Swap each "scene" in the items below for "image" and write the items out again with nothing else changed. Omit the pictures.

┏━━

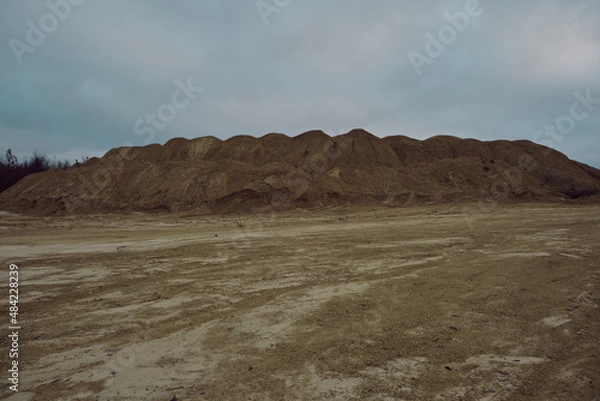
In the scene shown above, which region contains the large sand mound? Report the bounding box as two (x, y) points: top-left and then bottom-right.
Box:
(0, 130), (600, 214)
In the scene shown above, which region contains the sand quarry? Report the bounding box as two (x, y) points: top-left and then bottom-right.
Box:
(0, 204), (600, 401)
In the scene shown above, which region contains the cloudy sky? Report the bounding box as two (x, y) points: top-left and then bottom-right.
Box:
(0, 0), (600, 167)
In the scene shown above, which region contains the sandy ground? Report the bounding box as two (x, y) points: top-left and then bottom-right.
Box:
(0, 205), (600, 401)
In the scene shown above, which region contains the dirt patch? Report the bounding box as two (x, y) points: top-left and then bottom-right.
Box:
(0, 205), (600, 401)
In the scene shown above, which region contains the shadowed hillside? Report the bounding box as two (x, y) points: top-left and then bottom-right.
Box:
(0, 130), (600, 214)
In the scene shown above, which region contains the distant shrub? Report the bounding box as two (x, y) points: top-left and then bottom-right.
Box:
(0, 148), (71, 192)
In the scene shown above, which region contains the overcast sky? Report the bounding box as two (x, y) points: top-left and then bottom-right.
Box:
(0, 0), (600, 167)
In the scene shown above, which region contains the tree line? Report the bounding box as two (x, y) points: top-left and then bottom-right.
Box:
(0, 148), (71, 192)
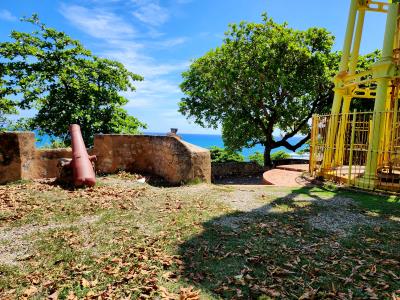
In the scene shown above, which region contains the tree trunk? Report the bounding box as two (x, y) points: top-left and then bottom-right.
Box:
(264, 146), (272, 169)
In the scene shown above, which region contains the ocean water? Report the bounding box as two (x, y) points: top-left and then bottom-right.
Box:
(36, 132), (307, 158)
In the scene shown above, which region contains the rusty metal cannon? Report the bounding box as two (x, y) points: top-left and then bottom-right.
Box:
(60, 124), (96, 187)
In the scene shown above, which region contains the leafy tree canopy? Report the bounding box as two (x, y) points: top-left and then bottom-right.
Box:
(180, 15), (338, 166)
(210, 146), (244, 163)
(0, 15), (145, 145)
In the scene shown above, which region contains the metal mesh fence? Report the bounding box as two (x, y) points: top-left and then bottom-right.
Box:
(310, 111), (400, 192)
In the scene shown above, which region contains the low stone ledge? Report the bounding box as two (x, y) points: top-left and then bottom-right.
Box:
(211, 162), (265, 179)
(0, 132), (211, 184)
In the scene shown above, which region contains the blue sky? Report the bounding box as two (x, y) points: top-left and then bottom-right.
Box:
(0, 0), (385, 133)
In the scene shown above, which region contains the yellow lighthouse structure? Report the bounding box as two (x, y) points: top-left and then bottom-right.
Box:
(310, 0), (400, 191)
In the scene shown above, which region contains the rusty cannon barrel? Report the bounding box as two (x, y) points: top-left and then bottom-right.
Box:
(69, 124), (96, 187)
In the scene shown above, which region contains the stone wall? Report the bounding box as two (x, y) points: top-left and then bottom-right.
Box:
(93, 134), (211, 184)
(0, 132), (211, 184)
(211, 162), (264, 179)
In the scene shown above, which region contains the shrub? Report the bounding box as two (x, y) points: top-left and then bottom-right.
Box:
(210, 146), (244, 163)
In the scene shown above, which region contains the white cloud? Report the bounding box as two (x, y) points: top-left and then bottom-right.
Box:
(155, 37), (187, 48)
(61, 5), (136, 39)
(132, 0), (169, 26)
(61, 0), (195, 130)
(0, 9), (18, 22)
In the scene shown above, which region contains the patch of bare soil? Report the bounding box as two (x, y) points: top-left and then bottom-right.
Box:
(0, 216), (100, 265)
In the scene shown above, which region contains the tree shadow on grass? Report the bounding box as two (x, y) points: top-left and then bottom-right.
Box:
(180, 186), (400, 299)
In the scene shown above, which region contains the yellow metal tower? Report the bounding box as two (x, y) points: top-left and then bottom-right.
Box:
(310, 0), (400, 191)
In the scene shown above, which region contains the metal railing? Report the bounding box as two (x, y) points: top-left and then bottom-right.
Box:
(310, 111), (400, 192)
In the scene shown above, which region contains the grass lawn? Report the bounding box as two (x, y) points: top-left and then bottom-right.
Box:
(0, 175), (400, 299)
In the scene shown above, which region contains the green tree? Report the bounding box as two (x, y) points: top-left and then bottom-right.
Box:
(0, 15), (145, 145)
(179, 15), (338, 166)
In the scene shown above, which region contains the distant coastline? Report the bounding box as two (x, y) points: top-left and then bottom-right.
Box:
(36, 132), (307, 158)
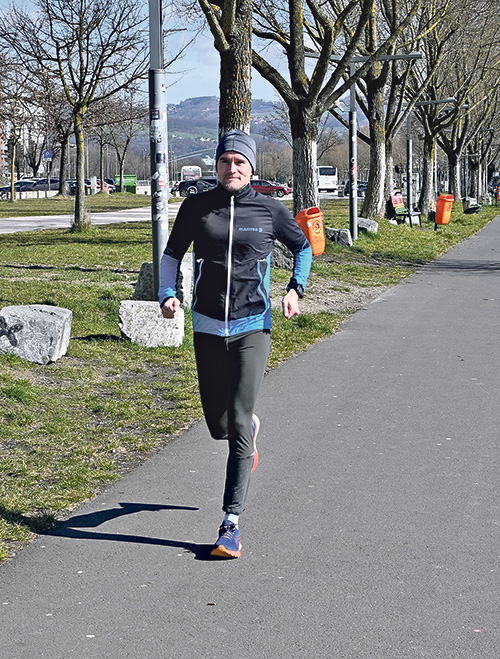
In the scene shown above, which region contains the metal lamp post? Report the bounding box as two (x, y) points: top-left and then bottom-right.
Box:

┗━━

→ Written response:
In the image shown above, which region contains the large sand mound? Report the bounding box as two (x, y) points: top-left and then bottom-right.
Box:
(0, 130), (600, 214)
In the image shown above, which region contains the sand quarry? Report the bounding box as two (x, y) points: top-left and then bottom-right.
Box:
(0, 204), (600, 401)
In the image shown above, which region contains the cloudy sky? Report the bounding box as two (x, y) points: top-left and then bottom-right.
Box:
(0, 0), (600, 167)
In the image shown above, which region contains the sandy ground? Report the bounding box as two (x, y) points: top-left and then bottom-right.
Box:
(0, 205), (600, 401)
In the image shown above, which region contains the dirt patch? Report the bounding box as two (x, y) points: top-left and then bottom-right.
Box:
(0, 205), (600, 401)
In the image shown above, which region contains the shadowed hillside? Report the bounding box as two (x, y) points: top-left and then bottom-right.
Box:
(0, 130), (600, 214)
In the image shown above, which region contains the distant shrub? Report the bounding box as two (x, y) points: top-left and then bottom-right.
Box:
(0, 148), (71, 192)
In the image shown above, which region contains the overcast sky? Report the bounding box as two (x, y) points: top-left and then bottom-right.
Box:
(0, 0), (600, 167)
In the image shown above, which region contains the tree line? Report the bounding box as two (x, y) points: top-left and then bottom-right.
Box:
(0, 148), (71, 192)
In the image shown above, which region contains the tree trunk? Report the bounding box as two (x, y) points: top-left and then bottom-right.
Box:
(264, 146), (272, 169)
In the image shown above, which region contains the ocean water? Report the bounding box as two (x, y) points: top-left and then bottom-right.
Box:
(36, 132), (307, 158)
In the image shown above, which region contains the rusty metal cannon? Report the bounding box as two (x, y) points: top-left and then bottom-right.
Box:
(60, 124), (96, 187)
In the image shown above, which region contains the leafy tree canopy? Report the bounding box as two (x, y) points: top-left and then bottom-right.
Box:
(180, 15), (338, 166)
(210, 146), (244, 163)
(0, 15), (145, 145)
In the image shown above, which region contains the metal mesh fence? Report the bounding box as two (x, y) points: top-left and then bottom-right.
Box:
(310, 111), (400, 192)
In the image shown above, which region contains the low stone ledge? Report the bounding box as two (x, y) points: top-left and then bottom-right.
Box:
(211, 162), (265, 179)
(0, 132), (211, 184)
In the image shown above, which region contains the blue sky? Report the bounding box as two (x, y) points: top-left and then bottom-right.
Box:
(0, 0), (385, 133)
In the image shown above, which region contains the yellow lighthouse structure? Report the bounding box as two (x, y) points: top-left and then bottom-right.
Box:
(310, 0), (400, 191)
In the image shown above, which region contains the rusty cannon barrel? Report the bounding box as two (x, y) points: top-left and then bottom-right.
Box:
(69, 124), (96, 187)
In the image shown above, which region contains the stone wall? Report the bounding box as two (x, y) points: top-left and then bottom-right.
Box:
(93, 134), (211, 184)
(0, 132), (211, 184)
(211, 162), (264, 179)
In the image shown above, which region contains the shrub? Report the bounding box as two (x, y) points: top-left and then bottom-right.
Box:
(210, 146), (244, 163)
In the image shown above, which region contains the white cloud? Report the bounding box as two (x, y) points: top-left and then bottom-right.
Box:
(155, 37), (187, 48)
(61, 5), (136, 39)
(132, 0), (169, 26)
(61, 0), (195, 130)
(0, 9), (18, 22)
In the image shown above, which region contains the patch of bare soil? Report the bounding box as two (x, y) points: top-left and then bottom-right.
Box:
(0, 216), (100, 265)
In the image shown above, which region contains the tree shadow on grass? Report the bounding box as two (x, y) points: top-left and then bottom-right.
Box:
(180, 186), (400, 299)
In the image shown above, which region contains the yellow metal tower? Report the bounding box as two (x, y) points: top-left and then bottom-right.
Box:
(310, 0), (400, 191)
In the image shown above, which region contains the metal railing? Report the bounding box as two (x, y) points: top-left and then bottom-right.
Box:
(310, 111), (400, 192)
In the image shown above, which region contains the grass lawn? Report the bounding box as two (x, y) points: top-left and then bottom-right.
Box:
(0, 175), (400, 299)
In the image shown above, which region contains the green tree? Report the bounding box as two (x, y) points: top-left and then bottom-right.
Box:
(0, 15), (145, 145)
(179, 15), (338, 166)
In the image shown above, which region contains the distant coastline? Report the bounding box as two (x, y) points: top-left and then bottom-right.
Box:
(36, 132), (307, 158)
In the image shown above, which region contains the metal lamp post? Report the bounding box as two (x, y) points: top-left and then bottom-right.
Box:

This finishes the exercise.